++++ Records to use ++++

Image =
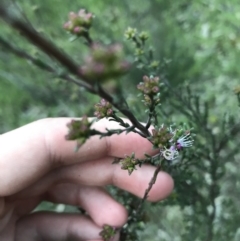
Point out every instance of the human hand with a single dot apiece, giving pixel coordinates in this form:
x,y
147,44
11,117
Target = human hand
x,y
37,164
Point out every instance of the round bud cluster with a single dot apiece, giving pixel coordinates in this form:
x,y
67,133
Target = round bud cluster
x,y
149,86
79,130
108,232
79,23
103,109
129,163
161,137
105,62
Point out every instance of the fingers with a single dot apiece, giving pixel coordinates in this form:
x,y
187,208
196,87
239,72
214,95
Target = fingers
x,y
31,151
56,227
101,207
101,173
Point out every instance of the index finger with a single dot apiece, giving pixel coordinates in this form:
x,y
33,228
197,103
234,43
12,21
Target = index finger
x,y
28,153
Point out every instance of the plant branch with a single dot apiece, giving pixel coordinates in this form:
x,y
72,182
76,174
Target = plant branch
x,y
50,49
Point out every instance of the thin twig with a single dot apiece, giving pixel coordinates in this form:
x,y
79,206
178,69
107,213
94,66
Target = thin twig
x,y
51,50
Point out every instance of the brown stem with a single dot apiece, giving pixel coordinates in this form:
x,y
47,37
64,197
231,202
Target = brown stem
x,y
50,49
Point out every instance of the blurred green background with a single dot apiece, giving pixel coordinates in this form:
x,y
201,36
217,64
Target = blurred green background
x,y
201,41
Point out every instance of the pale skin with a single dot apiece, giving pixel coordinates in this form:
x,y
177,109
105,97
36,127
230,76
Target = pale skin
x,y
37,164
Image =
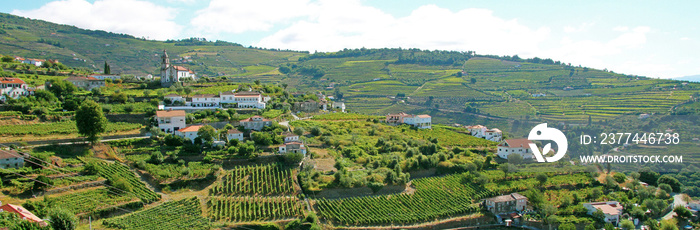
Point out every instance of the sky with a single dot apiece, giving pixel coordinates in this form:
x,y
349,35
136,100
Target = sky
x,y
658,39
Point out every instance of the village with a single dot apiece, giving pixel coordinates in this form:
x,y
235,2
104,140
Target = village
x,y
279,137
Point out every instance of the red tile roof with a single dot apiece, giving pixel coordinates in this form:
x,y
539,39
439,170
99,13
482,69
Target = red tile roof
x,y
11,80
170,113
192,128
23,213
517,143
82,79
7,154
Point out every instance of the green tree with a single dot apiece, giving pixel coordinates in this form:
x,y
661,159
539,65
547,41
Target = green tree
x,y
42,182
627,225
119,97
61,88
293,158
90,120
682,212
590,226
107,68
207,133
673,182
567,226
62,219
542,178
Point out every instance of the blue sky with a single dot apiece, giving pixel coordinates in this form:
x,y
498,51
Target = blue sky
x,y
648,38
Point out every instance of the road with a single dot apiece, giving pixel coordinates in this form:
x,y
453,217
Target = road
x,y
677,200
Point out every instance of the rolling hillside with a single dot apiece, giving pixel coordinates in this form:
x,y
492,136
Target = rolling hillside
x,y
445,84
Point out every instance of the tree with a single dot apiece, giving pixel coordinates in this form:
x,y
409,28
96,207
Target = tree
x,y
42,182
90,120
673,182
62,219
61,88
682,212
207,133
627,225
542,178
620,178
567,226
515,159
107,68
119,97
590,226
293,158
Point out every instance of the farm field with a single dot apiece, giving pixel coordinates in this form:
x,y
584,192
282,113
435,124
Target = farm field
x,y
435,198
182,214
265,180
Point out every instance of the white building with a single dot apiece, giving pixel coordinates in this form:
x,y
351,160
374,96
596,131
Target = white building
x,y
255,123
422,121
13,88
290,137
86,83
515,146
205,100
106,76
292,147
234,134
170,74
31,61
174,98
339,105
481,131
611,209
189,132
170,121
11,159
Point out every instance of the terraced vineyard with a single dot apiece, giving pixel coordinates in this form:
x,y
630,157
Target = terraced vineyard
x,y
182,214
435,198
265,180
524,184
243,209
114,171
92,200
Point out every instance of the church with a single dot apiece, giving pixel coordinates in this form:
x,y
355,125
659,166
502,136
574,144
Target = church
x,y
169,74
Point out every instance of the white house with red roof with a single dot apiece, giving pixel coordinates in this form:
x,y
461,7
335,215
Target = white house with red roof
x,y
292,147
170,121
13,88
23,213
422,121
255,123
11,159
234,134
86,83
189,132
481,131
515,146
170,74
611,209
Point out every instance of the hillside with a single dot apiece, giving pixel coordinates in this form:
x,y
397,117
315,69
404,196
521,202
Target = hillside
x,y
126,54
454,87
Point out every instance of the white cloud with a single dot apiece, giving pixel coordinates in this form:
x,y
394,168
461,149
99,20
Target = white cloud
x,y
334,25
581,28
134,17
238,16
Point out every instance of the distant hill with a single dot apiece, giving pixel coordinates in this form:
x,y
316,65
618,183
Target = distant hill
x,y
452,86
78,47
693,78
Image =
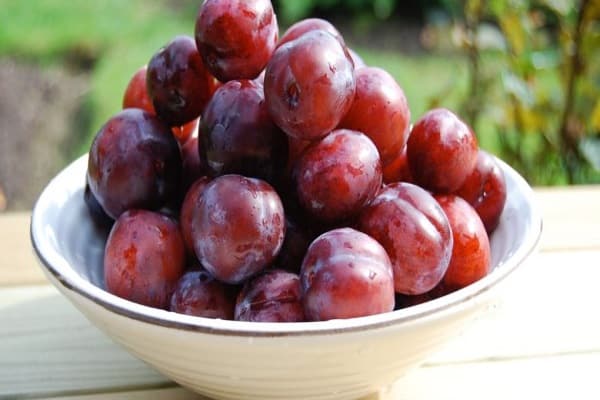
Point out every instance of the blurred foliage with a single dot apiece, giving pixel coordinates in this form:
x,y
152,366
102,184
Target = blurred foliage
x,y
541,92
524,73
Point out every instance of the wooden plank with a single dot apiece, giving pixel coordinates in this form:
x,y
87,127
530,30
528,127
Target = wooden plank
x,y
571,217
48,348
175,393
549,378
18,264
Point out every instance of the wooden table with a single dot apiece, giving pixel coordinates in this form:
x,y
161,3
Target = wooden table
x,y
541,342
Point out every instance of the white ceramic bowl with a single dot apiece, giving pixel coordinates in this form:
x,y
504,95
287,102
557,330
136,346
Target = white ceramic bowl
x,y
338,359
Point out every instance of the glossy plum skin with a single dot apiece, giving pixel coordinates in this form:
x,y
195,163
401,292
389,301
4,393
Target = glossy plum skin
x,y
397,170
310,85
471,252
236,37
178,82
136,96
380,111
356,59
346,274
485,190
306,25
198,293
297,239
441,151
415,232
238,227
338,175
273,296
144,258
193,166
238,135
188,207
134,162
100,218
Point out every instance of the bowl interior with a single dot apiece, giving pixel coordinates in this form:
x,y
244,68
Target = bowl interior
x,y
71,249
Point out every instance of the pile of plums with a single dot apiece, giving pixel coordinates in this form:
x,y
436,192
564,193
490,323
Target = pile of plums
x,y
259,178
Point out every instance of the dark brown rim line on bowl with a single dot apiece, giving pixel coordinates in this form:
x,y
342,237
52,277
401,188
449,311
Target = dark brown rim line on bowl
x,y
108,301
494,279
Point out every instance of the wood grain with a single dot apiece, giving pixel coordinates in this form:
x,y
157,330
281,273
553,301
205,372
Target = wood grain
x,y
541,341
18,264
571,217
48,348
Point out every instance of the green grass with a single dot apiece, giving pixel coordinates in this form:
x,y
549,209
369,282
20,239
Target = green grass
x,y
120,36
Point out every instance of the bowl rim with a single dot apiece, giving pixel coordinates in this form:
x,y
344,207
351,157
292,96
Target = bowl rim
x,y
57,267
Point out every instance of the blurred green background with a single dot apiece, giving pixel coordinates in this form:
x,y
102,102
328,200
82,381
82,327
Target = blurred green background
x,y
524,74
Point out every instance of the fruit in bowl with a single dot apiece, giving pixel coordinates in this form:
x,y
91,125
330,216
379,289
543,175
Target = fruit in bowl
x,y
279,265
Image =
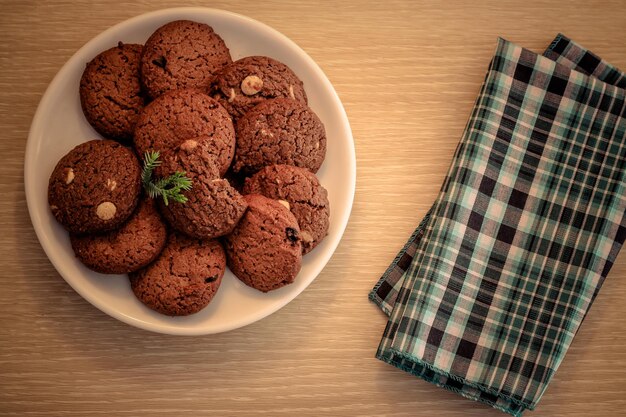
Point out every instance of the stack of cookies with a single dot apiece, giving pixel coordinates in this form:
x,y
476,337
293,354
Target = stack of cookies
x,y
240,131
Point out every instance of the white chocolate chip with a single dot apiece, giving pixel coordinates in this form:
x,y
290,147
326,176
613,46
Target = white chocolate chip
x,y
188,145
251,85
306,236
106,210
69,176
111,184
285,203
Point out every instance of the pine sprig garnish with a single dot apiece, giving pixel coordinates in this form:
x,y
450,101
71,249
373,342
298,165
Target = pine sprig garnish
x,y
170,188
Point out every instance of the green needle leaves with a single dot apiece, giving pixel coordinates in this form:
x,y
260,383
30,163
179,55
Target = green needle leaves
x,y
169,188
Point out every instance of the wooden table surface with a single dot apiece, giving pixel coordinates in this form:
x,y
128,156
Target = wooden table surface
x,y
407,73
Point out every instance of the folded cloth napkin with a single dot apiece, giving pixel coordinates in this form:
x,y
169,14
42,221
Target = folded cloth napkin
x,y
489,291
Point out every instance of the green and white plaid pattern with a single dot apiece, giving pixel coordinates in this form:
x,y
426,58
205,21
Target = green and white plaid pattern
x,y
489,292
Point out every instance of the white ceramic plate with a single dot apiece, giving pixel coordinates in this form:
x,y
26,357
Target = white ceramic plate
x,y
59,125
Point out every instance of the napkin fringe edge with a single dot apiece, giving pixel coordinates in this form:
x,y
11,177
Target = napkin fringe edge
x,y
373,296
406,356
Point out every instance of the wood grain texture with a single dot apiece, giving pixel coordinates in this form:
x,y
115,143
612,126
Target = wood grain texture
x,y
407,73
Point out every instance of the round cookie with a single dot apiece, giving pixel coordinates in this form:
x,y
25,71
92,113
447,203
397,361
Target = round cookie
x,y
183,279
264,250
279,131
131,247
183,114
110,92
182,54
248,81
300,191
213,207
95,187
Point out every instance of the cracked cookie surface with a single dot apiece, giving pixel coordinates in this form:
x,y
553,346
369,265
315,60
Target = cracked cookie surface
x,y
183,279
110,92
182,54
95,187
304,196
251,80
213,207
279,131
131,247
264,250
185,114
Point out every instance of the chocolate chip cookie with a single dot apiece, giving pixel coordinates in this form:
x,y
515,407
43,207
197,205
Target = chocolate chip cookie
x,y
264,250
95,187
183,279
184,114
248,81
279,131
213,207
110,92
301,192
182,54
131,247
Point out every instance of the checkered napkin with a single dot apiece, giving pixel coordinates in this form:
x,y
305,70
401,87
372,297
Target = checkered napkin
x,y
489,291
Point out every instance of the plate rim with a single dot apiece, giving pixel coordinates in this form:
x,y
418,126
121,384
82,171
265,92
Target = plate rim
x,y
172,329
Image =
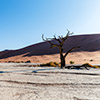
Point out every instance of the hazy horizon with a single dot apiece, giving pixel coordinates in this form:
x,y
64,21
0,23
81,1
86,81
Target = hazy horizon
x,y
22,22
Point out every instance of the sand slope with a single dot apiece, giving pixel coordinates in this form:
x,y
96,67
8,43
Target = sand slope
x,y
19,83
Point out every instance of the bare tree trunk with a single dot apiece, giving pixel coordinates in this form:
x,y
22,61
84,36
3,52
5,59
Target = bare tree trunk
x,y
62,58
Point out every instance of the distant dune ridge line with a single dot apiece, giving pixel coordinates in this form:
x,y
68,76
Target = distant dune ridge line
x,y
87,43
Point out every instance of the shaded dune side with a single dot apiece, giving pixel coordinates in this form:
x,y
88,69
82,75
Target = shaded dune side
x,y
87,42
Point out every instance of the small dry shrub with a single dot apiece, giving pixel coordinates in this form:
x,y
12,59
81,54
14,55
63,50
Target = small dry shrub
x,y
89,65
71,62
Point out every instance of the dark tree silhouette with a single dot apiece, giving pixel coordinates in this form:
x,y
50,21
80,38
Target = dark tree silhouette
x,y
59,45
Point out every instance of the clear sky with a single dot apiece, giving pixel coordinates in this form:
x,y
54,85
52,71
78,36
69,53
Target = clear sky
x,y
22,22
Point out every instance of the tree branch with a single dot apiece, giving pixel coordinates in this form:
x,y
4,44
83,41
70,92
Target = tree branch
x,y
71,50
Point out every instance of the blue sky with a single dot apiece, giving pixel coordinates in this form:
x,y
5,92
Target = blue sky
x,y
22,22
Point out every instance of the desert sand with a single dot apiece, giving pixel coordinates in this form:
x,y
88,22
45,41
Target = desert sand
x,y
20,82
77,57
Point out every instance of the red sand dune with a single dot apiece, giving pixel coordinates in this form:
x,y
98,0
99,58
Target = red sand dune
x,y
88,43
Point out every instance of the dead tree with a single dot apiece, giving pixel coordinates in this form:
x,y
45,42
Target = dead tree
x,y
59,45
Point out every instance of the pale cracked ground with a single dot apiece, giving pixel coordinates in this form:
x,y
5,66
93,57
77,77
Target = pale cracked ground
x,y
18,82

++++

Challenge:
Return the lines beginning at the one that contains "Point out every instance of the sand" and continuing through the last line of the data, exactly as they stand and without any others.

Result:
Point out every instance of the sand slope with a single dot apiece, giving pixel coordinates in this form:
x,y
96,67
8,43
Target = sand slope
x,y
19,83
Point out every instance of the bare tree trunk with a single dot apiece, giving pixel coordinates in this form:
x,y
22,61
84,36
3,52
5,59
Target = bare tree trunk
x,y
62,58
Point out every instance of the distant dune ridge line with a single dot apiece, giving pixel coordinates in this form:
x,y
68,76
Target = distant dune ridge line
x,y
87,43
Point out every instance of the shaded dune side with a single dot apiece, giving pixel coordinates in this form:
x,y
88,69
82,75
Target = shaded dune side
x,y
87,42
Point out every instance of the small dry shrub with a single dot apiece, giving pixel coordinates in this form:
x,y
12,59
81,54
14,55
63,50
Target = small dry shrub
x,y
89,65
71,62
Point out every instance of the dark tree silhouette with a single dot apiece, giving pixel coordinates in this form:
x,y
50,21
80,38
Target = dark tree silhouette
x,y
59,45
Point out every instance of the clear sky with a single dot apiece, giving pixel coordinates in this form:
x,y
54,85
52,71
78,36
69,53
Target = clear sky
x,y
22,22
Point out every instance of the tree branch with a single dot apiece, giving pixel coordinates in this form:
x,y
4,44
83,41
70,92
Target = tree branch
x,y
71,50
Point out every instance of the blue sky with a single dot apiece, giving pixel coordinates in this form:
x,y
5,92
Target = blue sky
x,y
22,22
Point out every instance of the desert sand with a single dot apiece, giving pixel coordinates in this form:
x,y
88,22
45,41
Target = desert sand
x,y
20,82
77,57
Point out every instance of the red sand dune with a single dot apiece, giving pixel coordinates in this form:
x,y
98,0
99,58
Target = red sand dune
x,y
88,43
Point out every instance of the dead tree with a single dot apiece, giving pixel coordinates in this form:
x,y
45,42
Target = dead tree
x,y
59,45
Point out every instance of the pale cracked ground with a single dot apiece, giving pixel coordinates in this form:
x,y
5,66
93,57
77,77
Target = pale cracked ground
x,y
18,82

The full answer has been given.